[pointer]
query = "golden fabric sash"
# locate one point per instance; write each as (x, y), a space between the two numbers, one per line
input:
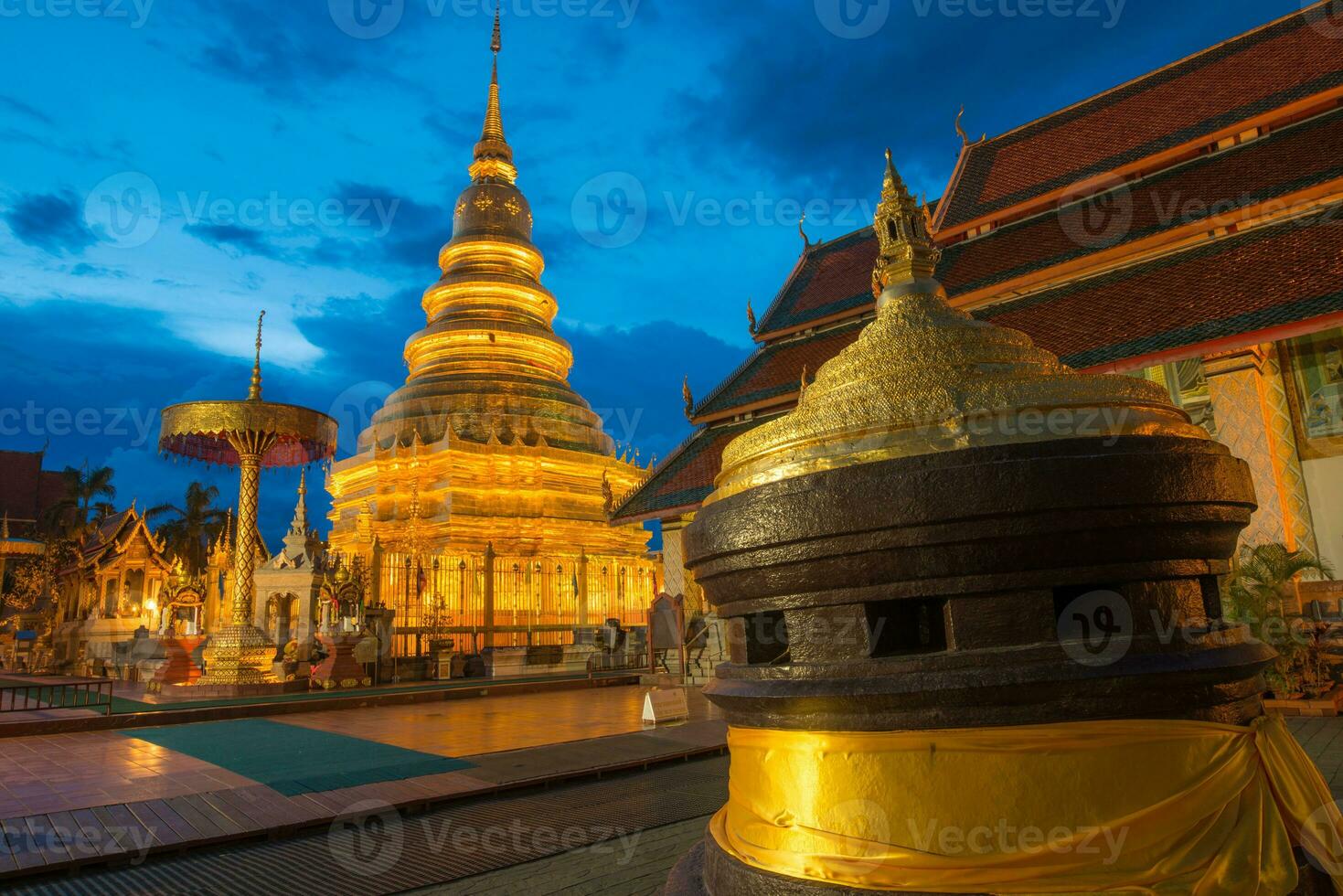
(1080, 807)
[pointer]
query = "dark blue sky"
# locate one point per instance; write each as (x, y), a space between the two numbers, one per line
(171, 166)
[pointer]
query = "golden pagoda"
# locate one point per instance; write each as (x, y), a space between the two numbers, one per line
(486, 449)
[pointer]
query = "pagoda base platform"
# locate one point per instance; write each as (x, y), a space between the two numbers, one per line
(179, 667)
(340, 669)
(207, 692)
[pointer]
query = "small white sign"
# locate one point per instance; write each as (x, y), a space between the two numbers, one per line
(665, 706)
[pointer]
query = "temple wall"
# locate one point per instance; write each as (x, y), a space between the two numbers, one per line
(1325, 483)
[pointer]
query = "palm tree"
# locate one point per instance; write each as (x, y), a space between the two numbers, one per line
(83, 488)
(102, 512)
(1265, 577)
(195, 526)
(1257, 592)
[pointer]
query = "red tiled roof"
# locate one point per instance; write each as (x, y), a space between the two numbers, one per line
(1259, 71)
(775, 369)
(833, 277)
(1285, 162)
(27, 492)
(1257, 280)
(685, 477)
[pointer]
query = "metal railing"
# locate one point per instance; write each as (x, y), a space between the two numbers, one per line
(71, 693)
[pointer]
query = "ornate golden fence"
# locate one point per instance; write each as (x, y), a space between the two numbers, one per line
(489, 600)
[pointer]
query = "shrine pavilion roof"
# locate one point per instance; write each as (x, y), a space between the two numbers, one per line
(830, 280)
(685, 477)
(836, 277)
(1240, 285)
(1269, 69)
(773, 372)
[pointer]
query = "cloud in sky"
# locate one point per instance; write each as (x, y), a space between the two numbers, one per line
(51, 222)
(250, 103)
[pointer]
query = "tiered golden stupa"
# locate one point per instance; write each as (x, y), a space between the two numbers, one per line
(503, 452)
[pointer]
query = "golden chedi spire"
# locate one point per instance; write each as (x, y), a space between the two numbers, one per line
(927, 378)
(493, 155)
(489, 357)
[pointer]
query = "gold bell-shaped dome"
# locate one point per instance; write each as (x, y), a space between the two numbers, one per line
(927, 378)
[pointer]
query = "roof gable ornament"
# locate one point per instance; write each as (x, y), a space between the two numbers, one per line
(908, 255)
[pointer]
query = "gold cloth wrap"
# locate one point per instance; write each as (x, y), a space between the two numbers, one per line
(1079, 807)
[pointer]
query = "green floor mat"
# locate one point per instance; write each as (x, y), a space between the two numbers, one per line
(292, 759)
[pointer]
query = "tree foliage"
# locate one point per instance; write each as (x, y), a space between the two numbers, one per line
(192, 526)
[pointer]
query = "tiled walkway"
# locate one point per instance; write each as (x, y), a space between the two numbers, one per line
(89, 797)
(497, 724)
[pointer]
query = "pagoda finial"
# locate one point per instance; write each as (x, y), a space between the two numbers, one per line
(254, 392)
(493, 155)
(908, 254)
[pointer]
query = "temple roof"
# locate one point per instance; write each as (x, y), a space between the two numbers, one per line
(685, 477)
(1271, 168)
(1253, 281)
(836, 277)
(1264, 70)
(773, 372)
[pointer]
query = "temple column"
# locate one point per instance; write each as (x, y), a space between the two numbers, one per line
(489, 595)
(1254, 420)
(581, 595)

====================

- WHAT IS REQUIRED -
Please hand back every entry above exactly, with no images in the copy.

- SOLUTION FOR THIS PROBLEM -
[pointer]
query = "golden fabric sash"
# locate one point per instance; write each as (x, y), a space between the two numbers, one per line
input:
(1080, 807)
[pointer]
query = "dark blue sky"
# locate one point per instance; write each as (x, y), a space between the two numbers, one per line
(171, 166)
[pointer]
query = "golden pagoda"
# locate one point per instance; write each as (x, y), a space between the two numbers, one per line
(486, 449)
[pointer]
query = "pagoda base platform"
# locate one point per instance; write each as (x, y), a space between the two numbers, one per line
(179, 667)
(340, 669)
(207, 692)
[pointer]
query = "small white sign"
# locate one point per instance; write each as (x, y), a space between the two numbers, one per line
(665, 706)
[pointer]
query = "temple wall"
# locate one point per instance; write each as (x, y), a space between the two numbers, one per line
(1325, 483)
[pointer]
query = "palm tree"
# locate one point per instance; write each as (x, y), a space between the two numbers, one per line
(83, 488)
(102, 512)
(1265, 577)
(195, 526)
(1257, 592)
[pointer]
query = "red tiled roof"
# locate one point per instance; write each as (x, y), a space between the two numbers, one per line
(1259, 71)
(775, 369)
(833, 277)
(1285, 162)
(27, 492)
(1257, 280)
(685, 477)
[pointer]
query = "metal railing"
# locate one point per instance; write each as (x, y), a space between the two numbers, one per line
(71, 693)
[pointer]
query = "ornate golden fence"
# locate one point per instance; write each as (x, y), a space between the two numbers, one per line
(489, 600)
[pointer]
query = "shrine pavilion roof"
# locate one point per instance; write each as (x, y), a space between the two numbers, one per line
(830, 280)
(685, 477)
(836, 277)
(1240, 285)
(1269, 69)
(773, 372)
[pointer]
query = "cloud in sky"
# locate one point per instance; write each as (x, y), a space between the two numbers, one per line
(51, 222)
(250, 103)
[pointer]
query = "tiered golden stupa"
# locate one point per instance; write each as (x, y), a space between the two numbers, one per line
(503, 452)
[pointer]
query = "golden chedi spire"
# locate one point per instance; write each as (x, y), a space between the two numbers, one per line
(927, 378)
(493, 155)
(489, 357)
[pointer]
query = "gold bell-shaped dome"
# locate one point per instance; write each as (x, y), a space between the two numbers, one per line
(927, 378)
[pointer]
query = "roof gable ornament"
# locate one point per instance; write each as (x, y), a space between the two numbers, one per line
(908, 255)
[pointer]
query = "gold cloth wrap"
# locate one point per instance; write each as (x, y), a space between the two numbers, one per line
(1079, 807)
[pointer]
query = "green floor mat"
# locate one point per instance; write each as (x, y), a space between the two numbers, one per line
(292, 759)
[pointer]
query = "tree foliage"
# locate one point per instance; write each as (x, y), a space between the two numbers, one per line
(192, 526)
[pointer]
query = "tiled walkway"
# locate one point per instance; write each as (x, y), a space between the two numbers, one per line
(89, 797)
(497, 724)
[pointer]
query = "pagoda finial"
# locate one point per instance; write each as (x, y), a space between the two numbers, one per line
(254, 392)
(493, 155)
(908, 254)
[pointer]
query = "temple roof"
# locate one point per instance; write each as (x, y), a space between the two numbers, one per line
(685, 477)
(1271, 168)
(1253, 281)
(836, 277)
(1264, 70)
(773, 372)
[pointer]
query = "temple column"
# locate one point per instance; write each as (x, y), a space between the two numbers, one per line
(489, 595)
(1254, 420)
(581, 595)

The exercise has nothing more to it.